For the startups and early-stage companies that the Venture team deals with, Bahorik said, the essential message is “that we will get to know your business inside out and we are here to be an advisor for you.”

The efficiency of legal services is perhaps most important for fledgling operations, whose resources tend to be limited and must be maximized.

After the initial idea stage—which can benefit from legal input but does not require it—the second phase is early-stage formation.

“In that stage, you certainly do need legal, but in a very limited fashion,” Bahorik explained. “You don’t need all the legal things at once. Companies at that stage have pretty strict budgets. They don’t have a fully formed product probably. They almost certainly don’t have revenues.

“You want to target and be surgical with the way you approach their legal needs as opposed to throwing everything against the wall and seeing what sticks. It’s about identifying top priorities, doing those in the most efficient way possible, and then mapping out for them, ‘Here are the things you’re going to need leading up to and getting to the revenue stage, which is the next stage.’”

What to ask an attorney 

When selecting a legal team, Bahorik says the vetting process is relatively basic: Look for someone who has experience doing the type of work you need, understands your goals, and is able to be a strategic partner.

● **What to work on**:
1. Answer these questions using the passage on legal help for startups.
(a) What comes as the second phase after the initial idea stage?
(b) What do companies at that second stage almost certainly not have?
(c) What three things should you look for when selecting a legal team?
2. For each statement, say yes or no on whether it agrees with the passage on legal help for startups, and quote the words that decide it.
(a) The initial idea stage requires legal input.
(b) Bahorik calls the process of vetting a legal team relatively basic.
(c) Early-stage companies need all the legal things at once.
3. Copy word for word everything in the passage on legal help for startups from "The efficiency of" down to "is early-stage formation.".

Collected data entries
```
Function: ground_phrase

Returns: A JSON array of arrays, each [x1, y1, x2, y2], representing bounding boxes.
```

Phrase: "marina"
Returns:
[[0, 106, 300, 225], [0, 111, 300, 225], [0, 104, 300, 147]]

● **Expected responses**:
1.
(a) Early-stage formation.
(b) Revenues.
(c) Someone who has experience doing the type of work you need, understands your goals, and is able to be a strategic partner.

2.
(a) No: "which can benefit from legal input but does not require it"
(b) Yes: "Bahorik says the vetting process is relatively basic"
(c) No: "You don’t need all the legal things at once."

3.
The efficiency of legal services is perhaps most important for fledgling operations, whose resources tend to be limited and must be maximized.

After the initial idea stage—which can benefit from legal input but does not require it—the second phase is early-stage formation.